Summarize the article on Summer Walker's album Over It in two sentences.

**TEXT SEGMENT**

────────────────────────────────────────

Studio album by Summer Walker
- Released: October 4, 2019
- Recorded: 2018–2019
- Genre: R&B
- Length: 48:54
- Label: LVRN; Interscope;
- Producer: London on da Track; Arsenio Archer; Aubrey Robinson; Kendell Bailey; OG Parker; Scott Storch; Stevie J; Summer Walker;

Summer Walker chronology
| Last Day of Summer (2018) | Over It (2019) | Still Over It (2021) |

Singles from Over It
- "Playing Games" Released: August 23, 2019; "Stretch You Out" Released: September 24, 2019; "Come Thru" Released: January 14, 2020;

= Over It (album) =

Over It is the debut studio album by American singer-songwriter Summer Walker. It was released on October 4, 2019, by LVRN and Interscope. It spawned the singles "Playing Games", "Stretch You Out", and "Come Thru". It also features the remix of Walker's "Girls Need Love" featuring Drake, and collaborations with Bryson Tiller, Usher, 6lack, PartyNextDoor, A Boogie wit da Hoodie and Jhené Aiko. Most of the album was produced by Walker's then-boyfriend, London on da Track. Walker's First and Last Tour supported the album, starting late October 2019.

────────────────────────────────────────

**SUPPLIED RECORDS**
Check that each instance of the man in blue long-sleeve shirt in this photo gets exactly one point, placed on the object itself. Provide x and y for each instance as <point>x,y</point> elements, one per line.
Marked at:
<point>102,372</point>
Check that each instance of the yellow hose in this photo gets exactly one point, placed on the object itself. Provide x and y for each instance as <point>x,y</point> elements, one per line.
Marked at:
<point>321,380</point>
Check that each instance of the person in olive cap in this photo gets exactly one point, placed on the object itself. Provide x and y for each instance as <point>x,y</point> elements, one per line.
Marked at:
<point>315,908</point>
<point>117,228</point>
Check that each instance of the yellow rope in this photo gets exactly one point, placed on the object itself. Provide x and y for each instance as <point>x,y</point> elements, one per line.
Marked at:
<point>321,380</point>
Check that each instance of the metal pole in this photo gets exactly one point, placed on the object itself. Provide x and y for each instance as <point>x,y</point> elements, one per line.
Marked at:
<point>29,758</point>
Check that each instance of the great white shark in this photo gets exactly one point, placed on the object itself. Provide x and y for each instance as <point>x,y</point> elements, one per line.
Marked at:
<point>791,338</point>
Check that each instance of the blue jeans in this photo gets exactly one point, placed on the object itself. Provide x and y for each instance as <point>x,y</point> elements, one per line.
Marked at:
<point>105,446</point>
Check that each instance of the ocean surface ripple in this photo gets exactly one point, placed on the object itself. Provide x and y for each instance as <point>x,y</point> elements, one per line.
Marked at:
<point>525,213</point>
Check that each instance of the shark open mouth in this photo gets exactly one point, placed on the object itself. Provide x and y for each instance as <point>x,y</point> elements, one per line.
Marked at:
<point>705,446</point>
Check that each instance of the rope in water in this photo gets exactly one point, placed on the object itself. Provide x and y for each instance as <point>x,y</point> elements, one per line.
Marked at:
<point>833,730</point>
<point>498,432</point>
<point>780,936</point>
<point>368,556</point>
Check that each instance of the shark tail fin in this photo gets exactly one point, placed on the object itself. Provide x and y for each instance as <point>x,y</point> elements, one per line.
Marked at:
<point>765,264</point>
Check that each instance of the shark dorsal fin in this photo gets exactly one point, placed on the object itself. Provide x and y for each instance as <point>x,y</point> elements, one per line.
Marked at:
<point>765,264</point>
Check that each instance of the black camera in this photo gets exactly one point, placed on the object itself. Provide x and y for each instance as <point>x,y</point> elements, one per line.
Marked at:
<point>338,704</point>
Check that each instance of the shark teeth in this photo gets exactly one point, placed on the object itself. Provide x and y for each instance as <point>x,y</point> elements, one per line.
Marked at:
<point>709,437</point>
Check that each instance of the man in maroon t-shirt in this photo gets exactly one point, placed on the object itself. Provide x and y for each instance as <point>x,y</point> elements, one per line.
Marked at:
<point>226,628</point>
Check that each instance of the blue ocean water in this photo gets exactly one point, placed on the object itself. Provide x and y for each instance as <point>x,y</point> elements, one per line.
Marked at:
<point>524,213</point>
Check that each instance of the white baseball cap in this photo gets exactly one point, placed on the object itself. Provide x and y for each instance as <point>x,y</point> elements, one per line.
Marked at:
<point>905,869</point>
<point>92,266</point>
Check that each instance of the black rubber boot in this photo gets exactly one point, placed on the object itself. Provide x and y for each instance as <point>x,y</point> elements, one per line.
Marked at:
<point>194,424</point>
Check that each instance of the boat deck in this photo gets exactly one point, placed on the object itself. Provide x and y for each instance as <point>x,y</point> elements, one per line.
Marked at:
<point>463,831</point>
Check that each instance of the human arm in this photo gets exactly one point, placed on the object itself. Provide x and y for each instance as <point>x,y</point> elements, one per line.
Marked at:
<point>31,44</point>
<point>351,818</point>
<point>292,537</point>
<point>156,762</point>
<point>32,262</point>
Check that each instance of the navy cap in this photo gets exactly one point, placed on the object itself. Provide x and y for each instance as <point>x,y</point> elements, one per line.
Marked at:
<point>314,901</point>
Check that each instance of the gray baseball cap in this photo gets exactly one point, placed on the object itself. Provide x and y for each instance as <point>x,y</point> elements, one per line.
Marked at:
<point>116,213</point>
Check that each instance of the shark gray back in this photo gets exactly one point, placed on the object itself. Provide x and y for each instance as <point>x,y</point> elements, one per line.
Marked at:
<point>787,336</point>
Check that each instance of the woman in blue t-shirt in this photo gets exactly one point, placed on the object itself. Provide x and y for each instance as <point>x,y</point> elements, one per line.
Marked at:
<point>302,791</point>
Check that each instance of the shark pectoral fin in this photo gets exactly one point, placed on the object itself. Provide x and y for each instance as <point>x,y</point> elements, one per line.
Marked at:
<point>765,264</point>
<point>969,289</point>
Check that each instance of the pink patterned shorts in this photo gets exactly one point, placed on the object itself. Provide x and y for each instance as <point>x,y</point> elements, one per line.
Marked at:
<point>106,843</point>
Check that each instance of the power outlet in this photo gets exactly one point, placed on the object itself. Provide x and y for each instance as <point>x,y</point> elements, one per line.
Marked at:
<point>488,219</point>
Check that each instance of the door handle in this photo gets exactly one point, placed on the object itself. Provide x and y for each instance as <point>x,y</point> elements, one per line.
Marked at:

────────────────────────────────────────

**EXERCISE RESULT**
Over It is the debut studio album by American singer-songwriter Summer Walker, released on October 4, 2019, by LVRN and Interscope. Most of it was produced by London on da Track, and it spawned the singles "Playing Games", "Stretch You Out", and "Come Thru".